§ Task instructions
Quote the records word for word, from their first line up to and including the line that contains "positive clicks: (272, 284)".

§ Provided data
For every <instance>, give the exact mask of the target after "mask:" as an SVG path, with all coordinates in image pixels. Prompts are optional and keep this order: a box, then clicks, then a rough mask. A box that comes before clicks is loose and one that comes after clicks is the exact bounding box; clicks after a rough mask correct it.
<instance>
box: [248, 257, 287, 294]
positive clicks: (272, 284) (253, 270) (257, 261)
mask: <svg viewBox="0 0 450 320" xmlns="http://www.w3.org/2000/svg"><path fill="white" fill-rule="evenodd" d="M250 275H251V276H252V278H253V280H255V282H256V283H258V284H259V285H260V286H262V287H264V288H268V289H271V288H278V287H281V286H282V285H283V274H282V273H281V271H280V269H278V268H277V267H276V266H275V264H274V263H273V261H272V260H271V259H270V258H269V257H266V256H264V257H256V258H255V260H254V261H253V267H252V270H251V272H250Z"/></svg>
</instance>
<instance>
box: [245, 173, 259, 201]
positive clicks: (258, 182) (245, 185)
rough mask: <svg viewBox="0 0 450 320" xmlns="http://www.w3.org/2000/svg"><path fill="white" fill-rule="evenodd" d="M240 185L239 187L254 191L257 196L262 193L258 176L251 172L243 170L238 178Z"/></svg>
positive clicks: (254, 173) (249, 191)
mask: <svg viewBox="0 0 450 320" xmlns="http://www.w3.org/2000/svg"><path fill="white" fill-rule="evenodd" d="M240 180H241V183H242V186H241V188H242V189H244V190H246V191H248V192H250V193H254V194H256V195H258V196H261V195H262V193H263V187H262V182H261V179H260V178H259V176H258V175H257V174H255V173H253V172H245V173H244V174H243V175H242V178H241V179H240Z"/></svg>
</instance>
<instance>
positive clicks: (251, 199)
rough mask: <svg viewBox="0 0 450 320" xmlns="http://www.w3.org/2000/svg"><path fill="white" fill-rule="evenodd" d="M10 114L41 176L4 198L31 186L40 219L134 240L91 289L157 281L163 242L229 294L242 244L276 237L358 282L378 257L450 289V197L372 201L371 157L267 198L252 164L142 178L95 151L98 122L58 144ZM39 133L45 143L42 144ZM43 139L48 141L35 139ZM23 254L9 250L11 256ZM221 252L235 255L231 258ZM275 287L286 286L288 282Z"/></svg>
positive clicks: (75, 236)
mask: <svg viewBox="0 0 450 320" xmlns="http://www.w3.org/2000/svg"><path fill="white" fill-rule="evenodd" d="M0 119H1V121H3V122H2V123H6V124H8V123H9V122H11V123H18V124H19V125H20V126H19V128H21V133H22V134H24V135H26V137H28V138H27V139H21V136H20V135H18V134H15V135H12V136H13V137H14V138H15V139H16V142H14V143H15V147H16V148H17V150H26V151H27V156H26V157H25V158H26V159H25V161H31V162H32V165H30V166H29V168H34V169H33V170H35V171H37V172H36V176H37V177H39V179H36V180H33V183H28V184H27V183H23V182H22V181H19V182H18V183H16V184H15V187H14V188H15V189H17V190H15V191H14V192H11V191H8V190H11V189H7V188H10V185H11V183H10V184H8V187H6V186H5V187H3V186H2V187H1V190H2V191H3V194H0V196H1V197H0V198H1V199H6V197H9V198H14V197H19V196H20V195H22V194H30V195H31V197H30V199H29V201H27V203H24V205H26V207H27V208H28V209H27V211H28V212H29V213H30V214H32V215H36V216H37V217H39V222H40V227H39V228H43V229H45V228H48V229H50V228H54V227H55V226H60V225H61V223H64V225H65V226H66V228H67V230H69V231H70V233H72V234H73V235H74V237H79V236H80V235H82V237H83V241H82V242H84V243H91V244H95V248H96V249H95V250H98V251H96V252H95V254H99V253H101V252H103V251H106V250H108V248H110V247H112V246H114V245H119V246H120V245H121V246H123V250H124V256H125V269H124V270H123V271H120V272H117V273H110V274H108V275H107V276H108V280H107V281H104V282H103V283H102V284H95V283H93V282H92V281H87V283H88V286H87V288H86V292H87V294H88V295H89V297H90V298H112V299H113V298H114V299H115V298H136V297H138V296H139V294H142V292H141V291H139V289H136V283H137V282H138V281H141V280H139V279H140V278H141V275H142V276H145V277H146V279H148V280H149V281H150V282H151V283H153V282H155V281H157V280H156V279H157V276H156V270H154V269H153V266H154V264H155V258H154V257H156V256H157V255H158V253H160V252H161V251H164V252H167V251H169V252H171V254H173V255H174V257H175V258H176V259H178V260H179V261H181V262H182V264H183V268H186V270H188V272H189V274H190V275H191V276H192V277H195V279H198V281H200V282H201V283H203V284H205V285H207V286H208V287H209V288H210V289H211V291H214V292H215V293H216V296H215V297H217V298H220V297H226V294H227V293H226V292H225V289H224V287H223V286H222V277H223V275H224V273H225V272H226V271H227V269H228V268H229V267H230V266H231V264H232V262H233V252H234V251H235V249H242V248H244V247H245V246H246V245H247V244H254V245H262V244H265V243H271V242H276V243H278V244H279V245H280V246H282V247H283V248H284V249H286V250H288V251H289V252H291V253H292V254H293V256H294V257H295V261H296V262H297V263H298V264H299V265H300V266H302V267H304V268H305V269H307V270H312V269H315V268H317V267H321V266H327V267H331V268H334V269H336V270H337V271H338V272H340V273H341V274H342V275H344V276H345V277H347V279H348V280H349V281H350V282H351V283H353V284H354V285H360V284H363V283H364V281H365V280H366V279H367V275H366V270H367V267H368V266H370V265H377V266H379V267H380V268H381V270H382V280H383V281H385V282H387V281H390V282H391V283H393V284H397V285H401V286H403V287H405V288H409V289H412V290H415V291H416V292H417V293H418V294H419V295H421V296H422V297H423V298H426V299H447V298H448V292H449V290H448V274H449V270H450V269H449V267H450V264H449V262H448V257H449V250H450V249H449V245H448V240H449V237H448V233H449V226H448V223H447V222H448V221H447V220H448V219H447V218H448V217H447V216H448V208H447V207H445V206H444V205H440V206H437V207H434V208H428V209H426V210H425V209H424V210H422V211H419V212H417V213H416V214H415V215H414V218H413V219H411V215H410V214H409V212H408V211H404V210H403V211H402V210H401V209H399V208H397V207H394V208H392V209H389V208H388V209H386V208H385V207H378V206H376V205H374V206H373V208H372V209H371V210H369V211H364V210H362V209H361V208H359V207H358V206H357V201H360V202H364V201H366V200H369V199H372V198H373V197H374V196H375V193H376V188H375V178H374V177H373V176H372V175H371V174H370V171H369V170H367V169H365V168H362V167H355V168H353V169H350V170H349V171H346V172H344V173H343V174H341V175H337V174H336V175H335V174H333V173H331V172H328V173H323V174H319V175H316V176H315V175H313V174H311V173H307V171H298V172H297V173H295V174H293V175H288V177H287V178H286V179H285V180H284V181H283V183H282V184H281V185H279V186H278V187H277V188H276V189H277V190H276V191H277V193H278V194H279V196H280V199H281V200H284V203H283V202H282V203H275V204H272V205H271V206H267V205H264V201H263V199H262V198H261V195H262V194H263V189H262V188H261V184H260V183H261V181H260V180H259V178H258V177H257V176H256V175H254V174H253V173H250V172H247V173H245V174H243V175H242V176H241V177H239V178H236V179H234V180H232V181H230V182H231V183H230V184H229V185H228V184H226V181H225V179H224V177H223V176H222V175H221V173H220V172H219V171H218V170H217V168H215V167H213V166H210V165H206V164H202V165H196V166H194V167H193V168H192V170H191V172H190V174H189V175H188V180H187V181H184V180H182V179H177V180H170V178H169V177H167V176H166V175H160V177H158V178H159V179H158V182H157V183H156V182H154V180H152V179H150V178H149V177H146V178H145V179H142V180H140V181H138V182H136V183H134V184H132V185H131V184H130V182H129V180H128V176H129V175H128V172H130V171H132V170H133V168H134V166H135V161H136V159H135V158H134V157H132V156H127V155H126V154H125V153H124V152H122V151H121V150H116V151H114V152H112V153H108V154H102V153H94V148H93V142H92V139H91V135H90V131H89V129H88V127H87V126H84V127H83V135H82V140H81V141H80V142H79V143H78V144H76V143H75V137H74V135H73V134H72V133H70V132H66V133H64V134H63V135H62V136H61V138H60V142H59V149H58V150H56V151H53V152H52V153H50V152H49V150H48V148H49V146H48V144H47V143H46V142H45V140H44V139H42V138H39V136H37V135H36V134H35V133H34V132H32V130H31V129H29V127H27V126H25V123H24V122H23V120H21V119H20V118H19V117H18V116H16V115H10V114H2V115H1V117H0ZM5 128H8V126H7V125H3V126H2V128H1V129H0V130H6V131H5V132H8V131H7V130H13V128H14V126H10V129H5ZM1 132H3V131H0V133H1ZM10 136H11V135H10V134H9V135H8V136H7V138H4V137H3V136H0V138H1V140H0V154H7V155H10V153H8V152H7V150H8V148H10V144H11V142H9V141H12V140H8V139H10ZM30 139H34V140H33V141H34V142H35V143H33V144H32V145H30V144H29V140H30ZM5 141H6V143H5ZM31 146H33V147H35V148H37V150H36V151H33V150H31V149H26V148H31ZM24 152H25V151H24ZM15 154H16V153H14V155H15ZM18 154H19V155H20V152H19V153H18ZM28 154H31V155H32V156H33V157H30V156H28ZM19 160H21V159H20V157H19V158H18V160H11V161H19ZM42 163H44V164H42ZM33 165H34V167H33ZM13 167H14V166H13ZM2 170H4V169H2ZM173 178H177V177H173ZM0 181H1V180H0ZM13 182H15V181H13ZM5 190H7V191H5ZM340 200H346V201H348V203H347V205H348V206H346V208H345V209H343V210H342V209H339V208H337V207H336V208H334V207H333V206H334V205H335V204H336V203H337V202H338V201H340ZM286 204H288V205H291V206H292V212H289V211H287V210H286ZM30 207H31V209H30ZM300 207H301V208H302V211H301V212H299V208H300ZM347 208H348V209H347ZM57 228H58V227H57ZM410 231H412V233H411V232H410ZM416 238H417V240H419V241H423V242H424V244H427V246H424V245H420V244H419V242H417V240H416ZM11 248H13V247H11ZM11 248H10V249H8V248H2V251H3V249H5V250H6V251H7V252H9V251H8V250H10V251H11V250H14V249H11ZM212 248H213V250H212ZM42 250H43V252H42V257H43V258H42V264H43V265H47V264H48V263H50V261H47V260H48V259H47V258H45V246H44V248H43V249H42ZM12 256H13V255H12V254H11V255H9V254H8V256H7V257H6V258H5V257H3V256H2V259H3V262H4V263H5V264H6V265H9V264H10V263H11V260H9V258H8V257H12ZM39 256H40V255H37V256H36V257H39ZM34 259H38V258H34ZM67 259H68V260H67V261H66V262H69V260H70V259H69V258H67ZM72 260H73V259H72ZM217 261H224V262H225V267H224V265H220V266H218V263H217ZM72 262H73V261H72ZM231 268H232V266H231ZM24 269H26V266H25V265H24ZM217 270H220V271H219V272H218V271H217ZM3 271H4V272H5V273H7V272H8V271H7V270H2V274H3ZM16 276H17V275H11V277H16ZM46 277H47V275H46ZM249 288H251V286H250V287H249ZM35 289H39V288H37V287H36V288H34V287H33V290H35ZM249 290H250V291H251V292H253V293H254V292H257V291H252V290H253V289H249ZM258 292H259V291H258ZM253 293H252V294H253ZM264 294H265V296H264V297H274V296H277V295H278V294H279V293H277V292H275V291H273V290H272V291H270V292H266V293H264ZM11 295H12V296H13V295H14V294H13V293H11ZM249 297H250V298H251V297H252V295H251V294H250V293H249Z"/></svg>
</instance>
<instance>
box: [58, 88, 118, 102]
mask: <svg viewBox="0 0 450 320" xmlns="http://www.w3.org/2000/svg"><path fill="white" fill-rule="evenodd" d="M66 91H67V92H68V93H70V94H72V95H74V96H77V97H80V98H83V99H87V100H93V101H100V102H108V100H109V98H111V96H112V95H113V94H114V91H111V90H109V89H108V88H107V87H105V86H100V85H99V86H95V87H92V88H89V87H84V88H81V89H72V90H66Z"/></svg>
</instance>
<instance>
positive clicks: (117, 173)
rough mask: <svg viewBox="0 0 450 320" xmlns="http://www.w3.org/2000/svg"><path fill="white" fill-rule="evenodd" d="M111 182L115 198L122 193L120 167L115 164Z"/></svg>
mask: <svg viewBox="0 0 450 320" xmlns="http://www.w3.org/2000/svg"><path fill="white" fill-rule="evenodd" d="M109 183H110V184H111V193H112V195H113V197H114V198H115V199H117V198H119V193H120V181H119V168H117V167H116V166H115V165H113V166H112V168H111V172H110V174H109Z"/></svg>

§ Answer to this task
For every <instance>, give the exact mask of the target after "mask:" as an SVG path, with all coordinates in image pixels. Prompts are optional and keep this order: a box, then clicks, then a rough mask. A box that comes before clicks is loose and one that comes after clicks is the exact bounding box; clicks after a rough mask correct it.
<instance>
box: [248, 257, 287, 294]
positive clicks: (272, 284) (253, 270) (257, 261)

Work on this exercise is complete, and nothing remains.